Saturday, May 18, 2013

Today I am planning to spend the afternoon at

knitting Guild I belong to. It is the one formal "social" group I have joined. I lead a knitting group at the local independent bookshop and do some teaching at the local library. The Guild group is slightly different. 
I believe there is a need to contribute to a group if you belong to it so I act as the Librarian for the several hundred books the Guild owns. It should not be a particularly onerous task but, unlike most libraries, I need to know the content of the books because I am more likely to be asked, "Cat have we got a pattern for..." or "I have X wool and I want to make..." etc. Yes, most people knit to patterns. There are very few people who do not. I understand that even though I last used a pattern (and adapted that) when I was in my teens. I am, quite simply, too lazy to use a pattern. It is too much work.
Today though the Guild is having a mini-market open to the public. The "library" will not be open.
I am hoping to sell some yarn, mostly wool and wool/silk mixtures. It was given to me some time ago. It was given to me by someone I did not know at all. A friend 'phoned and asked if she could pass on my number to someone "who's got some wool and stuff they want to get rid of. I suggested you might be able to use it for the kids".  
This sort of thing has happened before. It is usually because someone is clearing out a cupboard, has decided they are not going to knit whatever it was they had started, is going into a nursing home and will not have the space (or perhaps the time and energy) to go on knitting all they have. People give it to me "for the kids" - by which the mean the unaccompanied children my friend in Africa cares for. 
I have no idea how people believe I would actually be able to knit all they give me. I am not a fast knitter, not nearly as fast as people who have more time than I do to spend at the craft. Some people do understand that and I try to explain to others. I tell them I will try and sell whatever they have given me and donate the money instead. Nobody has objected so far. Most people seem more than happy it is going to be used in some way. 
This last time though even I was stunned. There was a knock at our door and someone stood there surrounded by four large black bags - the sort you use for garden rubbish. Each of them was about two thirds full and then tied at the top.
      "Er...you are the person who will take the wool?" he asked. I nodded and managed to say "Yes. Please come in."
He hestitated and then said, 
       "I have to get a box as well."
He dumped the four bags inside the front door and dashed off. A moment later he came back with a box, fortunately it was a small box.

What is required:
Reproduce everything in the knitting blog post from "Today I am planning" down to "too much work.", swapping "bookshop" for "bookstore".

Input data:
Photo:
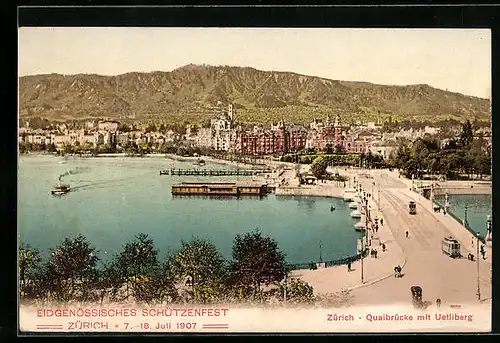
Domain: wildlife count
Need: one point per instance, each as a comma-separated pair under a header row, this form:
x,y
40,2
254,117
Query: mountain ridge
x,y
191,92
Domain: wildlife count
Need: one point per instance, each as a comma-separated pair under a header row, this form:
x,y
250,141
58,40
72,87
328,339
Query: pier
x,y
220,188
213,172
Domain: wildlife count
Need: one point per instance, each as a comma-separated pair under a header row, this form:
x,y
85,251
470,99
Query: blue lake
x,y
479,206
114,199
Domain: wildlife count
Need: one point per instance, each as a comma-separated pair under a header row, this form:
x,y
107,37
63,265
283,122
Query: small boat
x,y
348,197
199,162
60,189
355,214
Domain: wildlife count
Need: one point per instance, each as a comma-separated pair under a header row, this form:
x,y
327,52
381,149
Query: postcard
x,y
254,180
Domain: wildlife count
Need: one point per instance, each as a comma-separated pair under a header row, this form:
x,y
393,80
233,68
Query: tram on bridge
x,y
450,247
412,207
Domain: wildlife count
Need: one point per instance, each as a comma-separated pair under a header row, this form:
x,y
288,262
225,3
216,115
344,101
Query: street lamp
x,y
478,293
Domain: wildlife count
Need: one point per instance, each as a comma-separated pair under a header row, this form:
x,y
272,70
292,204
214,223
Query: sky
x,y
457,60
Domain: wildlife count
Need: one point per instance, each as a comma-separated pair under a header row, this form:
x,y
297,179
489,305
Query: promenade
x,y
454,281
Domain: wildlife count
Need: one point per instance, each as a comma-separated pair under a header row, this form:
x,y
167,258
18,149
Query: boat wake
x,y
106,183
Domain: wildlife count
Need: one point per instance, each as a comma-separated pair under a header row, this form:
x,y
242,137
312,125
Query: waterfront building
x,y
221,129
382,148
203,137
108,125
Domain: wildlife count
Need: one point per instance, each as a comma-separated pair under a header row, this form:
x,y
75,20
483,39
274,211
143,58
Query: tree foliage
x,y
201,265
465,154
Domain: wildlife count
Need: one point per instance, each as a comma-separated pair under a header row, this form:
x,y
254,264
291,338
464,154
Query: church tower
x,y
338,132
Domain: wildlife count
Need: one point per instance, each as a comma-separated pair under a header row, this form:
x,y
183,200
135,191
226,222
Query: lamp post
x,y
378,191
286,275
488,228
478,293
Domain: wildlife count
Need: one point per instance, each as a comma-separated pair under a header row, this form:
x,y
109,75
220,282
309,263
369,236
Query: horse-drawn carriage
x,y
416,292
397,271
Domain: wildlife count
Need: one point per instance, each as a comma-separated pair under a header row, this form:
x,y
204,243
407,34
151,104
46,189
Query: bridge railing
x,y
333,263
460,221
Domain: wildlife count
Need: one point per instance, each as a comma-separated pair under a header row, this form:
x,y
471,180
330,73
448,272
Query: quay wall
x,y
463,190
323,191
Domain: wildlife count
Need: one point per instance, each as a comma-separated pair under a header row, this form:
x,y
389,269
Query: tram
x,y
412,207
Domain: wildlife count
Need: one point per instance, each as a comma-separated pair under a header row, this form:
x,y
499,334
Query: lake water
x,y
114,199
478,208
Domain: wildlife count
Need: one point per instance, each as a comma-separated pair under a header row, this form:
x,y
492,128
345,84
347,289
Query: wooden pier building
x,y
220,188
213,172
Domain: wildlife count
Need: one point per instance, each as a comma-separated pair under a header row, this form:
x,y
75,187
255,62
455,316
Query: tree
x,y
200,261
29,263
297,292
318,167
138,257
257,260
328,149
72,269
339,149
155,286
467,135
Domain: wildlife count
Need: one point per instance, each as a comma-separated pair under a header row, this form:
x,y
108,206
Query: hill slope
x,y
190,92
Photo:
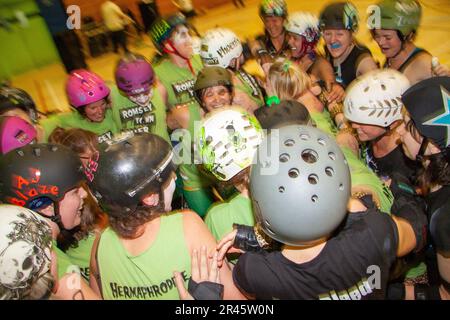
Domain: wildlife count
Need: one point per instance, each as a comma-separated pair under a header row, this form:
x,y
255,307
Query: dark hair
x,y
76,139
127,226
200,93
79,140
437,172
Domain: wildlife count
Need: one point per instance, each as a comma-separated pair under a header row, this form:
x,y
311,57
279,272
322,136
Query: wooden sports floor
x,y
46,84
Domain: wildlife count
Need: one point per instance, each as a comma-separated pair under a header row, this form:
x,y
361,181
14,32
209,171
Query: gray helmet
x,y
305,198
130,167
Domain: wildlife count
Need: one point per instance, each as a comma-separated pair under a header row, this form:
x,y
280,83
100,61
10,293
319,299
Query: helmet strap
x,y
174,51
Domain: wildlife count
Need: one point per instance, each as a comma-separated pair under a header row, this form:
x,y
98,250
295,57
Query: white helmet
x,y
25,250
228,140
375,98
304,24
220,46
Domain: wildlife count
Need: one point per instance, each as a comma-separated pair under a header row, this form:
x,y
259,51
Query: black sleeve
x,y
242,274
384,232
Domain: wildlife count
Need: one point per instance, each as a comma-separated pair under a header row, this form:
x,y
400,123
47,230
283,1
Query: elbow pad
x,y
246,239
409,207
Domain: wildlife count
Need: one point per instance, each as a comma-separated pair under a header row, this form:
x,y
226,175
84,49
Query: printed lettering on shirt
x,y
131,112
105,137
144,292
186,86
251,82
356,292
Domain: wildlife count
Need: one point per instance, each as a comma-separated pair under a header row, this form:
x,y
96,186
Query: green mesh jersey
x,y
149,275
132,117
81,255
105,130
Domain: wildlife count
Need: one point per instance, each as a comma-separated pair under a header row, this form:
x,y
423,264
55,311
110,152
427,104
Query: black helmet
x,y
12,98
211,77
129,168
341,15
37,171
428,104
285,113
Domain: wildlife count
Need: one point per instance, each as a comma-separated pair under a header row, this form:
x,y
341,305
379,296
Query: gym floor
x,y
46,84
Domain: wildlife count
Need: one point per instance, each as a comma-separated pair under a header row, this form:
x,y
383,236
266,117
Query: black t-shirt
x,y
395,161
353,265
438,211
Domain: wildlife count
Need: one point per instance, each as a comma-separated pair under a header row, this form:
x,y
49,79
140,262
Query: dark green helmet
x,y
162,29
342,15
211,77
401,15
273,8
285,113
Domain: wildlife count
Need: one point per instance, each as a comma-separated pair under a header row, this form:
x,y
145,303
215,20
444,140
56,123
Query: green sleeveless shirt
x,y
81,255
105,130
133,117
149,275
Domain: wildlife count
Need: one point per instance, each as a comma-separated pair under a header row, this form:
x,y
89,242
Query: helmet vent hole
x,y
309,156
294,173
329,171
321,142
332,155
270,231
313,179
284,157
305,136
289,143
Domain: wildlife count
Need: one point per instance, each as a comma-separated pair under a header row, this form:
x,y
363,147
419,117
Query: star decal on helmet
x,y
443,119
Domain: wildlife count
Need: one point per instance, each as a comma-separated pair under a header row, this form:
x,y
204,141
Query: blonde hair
x,y
288,80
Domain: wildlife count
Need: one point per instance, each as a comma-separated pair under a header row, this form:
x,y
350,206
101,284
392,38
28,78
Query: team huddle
x,y
327,177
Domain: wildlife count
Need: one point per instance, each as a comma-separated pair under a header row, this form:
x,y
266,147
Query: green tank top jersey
x,y
81,255
149,275
324,122
105,130
65,265
250,87
221,216
133,117
179,82
362,176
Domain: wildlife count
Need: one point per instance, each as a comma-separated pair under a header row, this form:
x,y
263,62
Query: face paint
x,y
181,36
142,99
335,45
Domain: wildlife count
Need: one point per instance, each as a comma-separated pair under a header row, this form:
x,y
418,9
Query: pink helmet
x,y
15,133
84,87
134,74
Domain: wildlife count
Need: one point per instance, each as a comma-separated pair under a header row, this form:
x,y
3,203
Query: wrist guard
x,y
407,206
246,239
205,290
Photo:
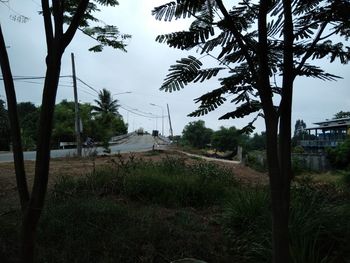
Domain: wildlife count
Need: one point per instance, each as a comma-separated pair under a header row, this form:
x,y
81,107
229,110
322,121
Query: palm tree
x,y
105,104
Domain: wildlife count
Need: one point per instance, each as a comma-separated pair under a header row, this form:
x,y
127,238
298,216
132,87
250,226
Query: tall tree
x,y
342,114
76,13
196,134
264,45
4,127
106,104
226,139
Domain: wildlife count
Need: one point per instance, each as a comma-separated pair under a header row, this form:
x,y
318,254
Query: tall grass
x,y
170,182
319,226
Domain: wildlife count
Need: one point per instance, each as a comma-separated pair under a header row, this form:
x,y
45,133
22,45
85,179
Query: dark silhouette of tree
x,y
342,114
4,128
226,139
106,104
196,134
76,14
263,46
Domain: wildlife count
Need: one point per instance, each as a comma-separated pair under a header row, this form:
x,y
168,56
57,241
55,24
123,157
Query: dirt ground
x,y
79,167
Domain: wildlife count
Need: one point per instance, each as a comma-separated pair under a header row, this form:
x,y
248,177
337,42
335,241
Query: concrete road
x,y
134,143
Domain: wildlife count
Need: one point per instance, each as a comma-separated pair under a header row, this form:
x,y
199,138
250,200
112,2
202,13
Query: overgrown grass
x,y
319,226
171,182
140,211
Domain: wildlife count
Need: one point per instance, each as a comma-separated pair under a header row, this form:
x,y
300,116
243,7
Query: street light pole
x,y
77,117
162,116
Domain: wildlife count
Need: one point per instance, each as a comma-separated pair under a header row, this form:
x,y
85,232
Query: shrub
x,y
339,157
319,226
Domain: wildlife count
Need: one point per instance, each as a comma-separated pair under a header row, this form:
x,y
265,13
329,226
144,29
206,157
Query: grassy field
x,y
160,207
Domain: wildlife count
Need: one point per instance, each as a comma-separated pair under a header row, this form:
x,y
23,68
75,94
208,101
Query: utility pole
x,y
77,119
171,127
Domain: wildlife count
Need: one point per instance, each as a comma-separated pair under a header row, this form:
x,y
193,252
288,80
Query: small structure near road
x,y
316,140
326,134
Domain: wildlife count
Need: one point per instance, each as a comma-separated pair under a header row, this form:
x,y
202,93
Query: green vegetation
x,y
339,156
145,211
196,134
4,127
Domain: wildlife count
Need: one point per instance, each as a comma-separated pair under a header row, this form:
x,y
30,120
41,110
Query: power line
x,y
87,85
31,77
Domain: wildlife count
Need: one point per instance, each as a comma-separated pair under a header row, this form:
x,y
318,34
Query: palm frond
x,y
107,2
185,71
243,110
208,106
316,72
178,9
186,39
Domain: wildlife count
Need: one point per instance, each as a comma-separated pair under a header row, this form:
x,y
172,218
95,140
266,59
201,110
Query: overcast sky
x,y
141,70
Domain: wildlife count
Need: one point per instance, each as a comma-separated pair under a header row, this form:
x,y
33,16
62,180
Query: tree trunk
x,y
36,202
14,125
279,194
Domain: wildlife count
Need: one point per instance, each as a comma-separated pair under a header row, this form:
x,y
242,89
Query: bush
x,y
173,183
339,156
319,225
247,224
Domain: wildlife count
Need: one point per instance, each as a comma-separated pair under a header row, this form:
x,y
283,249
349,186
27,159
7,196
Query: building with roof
x,y
328,133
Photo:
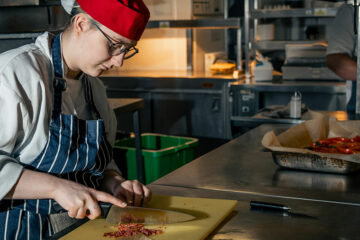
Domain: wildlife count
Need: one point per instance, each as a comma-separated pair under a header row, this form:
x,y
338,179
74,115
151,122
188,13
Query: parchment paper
x,y
297,138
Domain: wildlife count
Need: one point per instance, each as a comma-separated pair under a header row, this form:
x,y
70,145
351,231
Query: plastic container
x,y
162,154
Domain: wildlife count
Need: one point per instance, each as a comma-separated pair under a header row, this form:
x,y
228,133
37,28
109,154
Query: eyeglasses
x,y
115,49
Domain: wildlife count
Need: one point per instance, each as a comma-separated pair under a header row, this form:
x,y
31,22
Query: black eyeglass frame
x,y
112,46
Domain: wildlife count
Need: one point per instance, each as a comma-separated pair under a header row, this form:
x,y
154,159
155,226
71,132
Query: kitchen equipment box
x,y
162,154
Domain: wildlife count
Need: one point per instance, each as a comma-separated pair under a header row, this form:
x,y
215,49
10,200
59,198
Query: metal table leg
x,y
139,158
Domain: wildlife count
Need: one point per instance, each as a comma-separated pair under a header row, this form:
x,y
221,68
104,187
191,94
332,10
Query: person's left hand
x,y
133,192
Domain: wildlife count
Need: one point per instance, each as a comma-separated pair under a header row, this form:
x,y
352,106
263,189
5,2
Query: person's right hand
x,y
81,201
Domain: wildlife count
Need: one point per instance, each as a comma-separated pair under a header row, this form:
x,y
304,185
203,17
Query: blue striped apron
x,y
76,150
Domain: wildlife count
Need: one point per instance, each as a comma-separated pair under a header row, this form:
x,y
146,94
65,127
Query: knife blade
x,y
278,209
131,214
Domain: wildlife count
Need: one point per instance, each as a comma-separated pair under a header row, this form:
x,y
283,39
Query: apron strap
x,y
59,83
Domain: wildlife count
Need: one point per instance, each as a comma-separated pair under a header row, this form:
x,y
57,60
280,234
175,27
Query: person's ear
x,y
81,23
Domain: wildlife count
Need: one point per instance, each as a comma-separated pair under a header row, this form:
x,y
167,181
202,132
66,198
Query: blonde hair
x,y
75,11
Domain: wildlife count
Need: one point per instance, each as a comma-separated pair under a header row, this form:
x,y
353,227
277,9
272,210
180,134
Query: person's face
x,y
102,49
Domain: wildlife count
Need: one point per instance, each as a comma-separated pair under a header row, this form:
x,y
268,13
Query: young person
x,y
57,129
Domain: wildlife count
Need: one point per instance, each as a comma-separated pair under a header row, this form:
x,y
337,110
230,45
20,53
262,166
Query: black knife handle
x,y
268,206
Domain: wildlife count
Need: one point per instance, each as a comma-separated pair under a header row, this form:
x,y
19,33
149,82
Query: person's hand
x,y
81,201
132,192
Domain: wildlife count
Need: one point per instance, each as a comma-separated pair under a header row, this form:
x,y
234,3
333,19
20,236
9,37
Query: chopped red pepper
x,y
132,229
340,145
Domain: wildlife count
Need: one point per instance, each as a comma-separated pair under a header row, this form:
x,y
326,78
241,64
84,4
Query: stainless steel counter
x,y
321,220
243,166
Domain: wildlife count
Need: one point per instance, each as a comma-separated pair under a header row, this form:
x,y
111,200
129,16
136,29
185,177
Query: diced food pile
x,y
340,145
132,229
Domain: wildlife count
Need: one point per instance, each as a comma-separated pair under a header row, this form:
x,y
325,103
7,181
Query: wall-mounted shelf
x,y
19,35
278,45
29,3
296,12
210,23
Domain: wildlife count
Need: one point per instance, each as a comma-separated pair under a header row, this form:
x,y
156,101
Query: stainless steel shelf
x,y
277,44
211,23
29,3
298,12
19,35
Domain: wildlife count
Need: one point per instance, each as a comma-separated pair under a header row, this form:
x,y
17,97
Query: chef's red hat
x,y
125,17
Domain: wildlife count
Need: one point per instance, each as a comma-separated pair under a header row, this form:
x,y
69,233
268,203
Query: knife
x,y
131,214
278,209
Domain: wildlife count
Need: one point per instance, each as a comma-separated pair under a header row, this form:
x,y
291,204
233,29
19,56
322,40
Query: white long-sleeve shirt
x,y
26,103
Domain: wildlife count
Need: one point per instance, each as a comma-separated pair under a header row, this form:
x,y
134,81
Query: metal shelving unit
x,y
277,44
208,23
296,12
253,15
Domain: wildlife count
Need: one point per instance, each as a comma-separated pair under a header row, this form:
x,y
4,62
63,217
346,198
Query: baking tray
x,y
314,162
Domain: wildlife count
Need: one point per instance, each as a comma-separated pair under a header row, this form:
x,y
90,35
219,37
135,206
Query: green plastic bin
x,y
162,154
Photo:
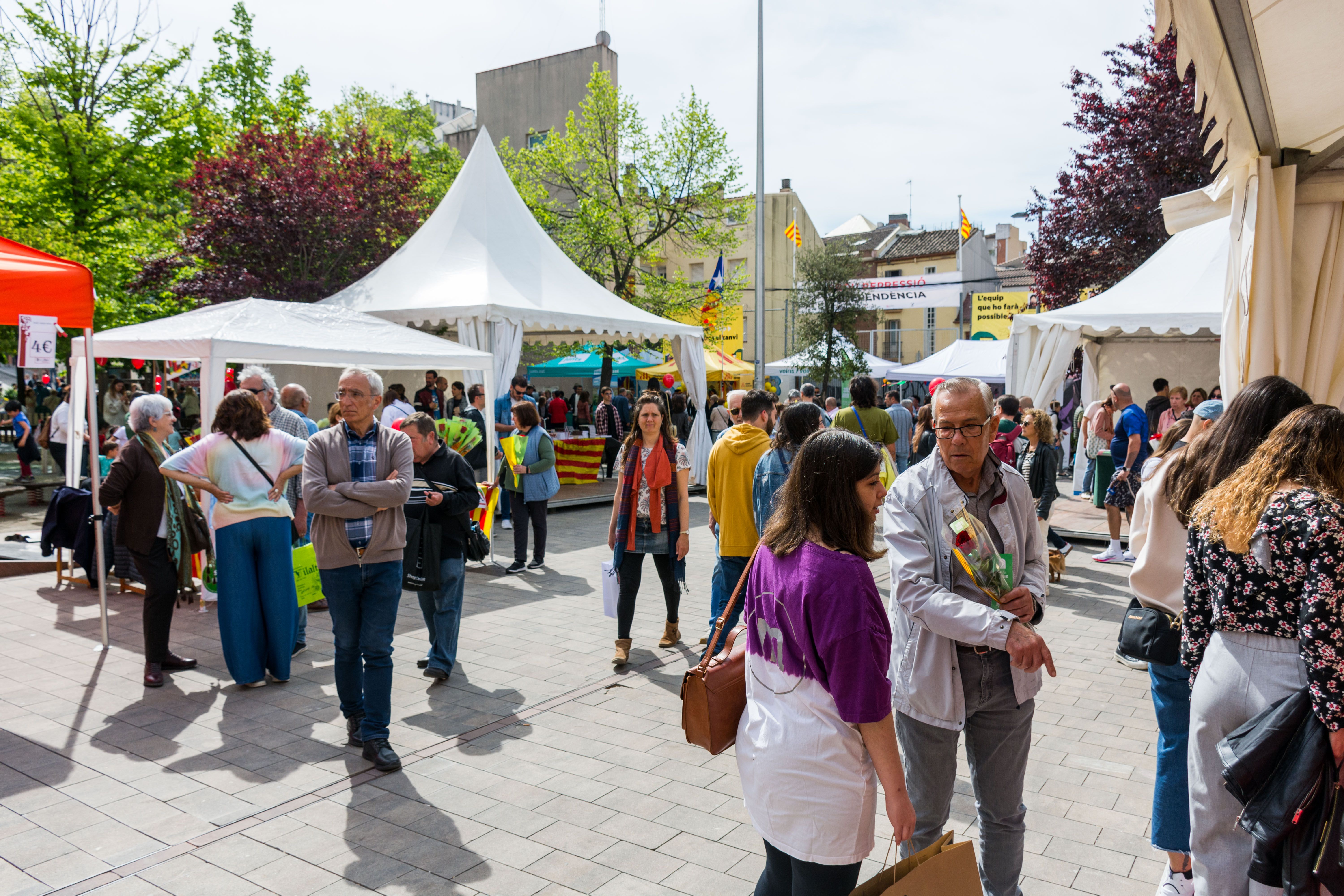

Answer space:
Today I am planning to spend the afternoon at

knitting Guild I belong to. It is the one formal "social" group I have joined. I lead a knitting group at the local independent bookstore and do some teaching at the local library. The Guild group is slightly different. 
I believe there is a need to contribute to a group if you belong to it so I act as the Librarian for the several hundred books the Guild owns. It should not be a particularly onerous task but, unlike most libraries, I need to know the content of the books because I am more likely to be asked, "Cat have we got a pattern for..." or "I have X wool and I want to make..." etc. Yes, most people knit to patterns. There are very few people who do not. I understand that even though I last used a pattern (and adapted that) when I was in my teens. I am, quite simply, too lazy to use a pattern. It is too much work.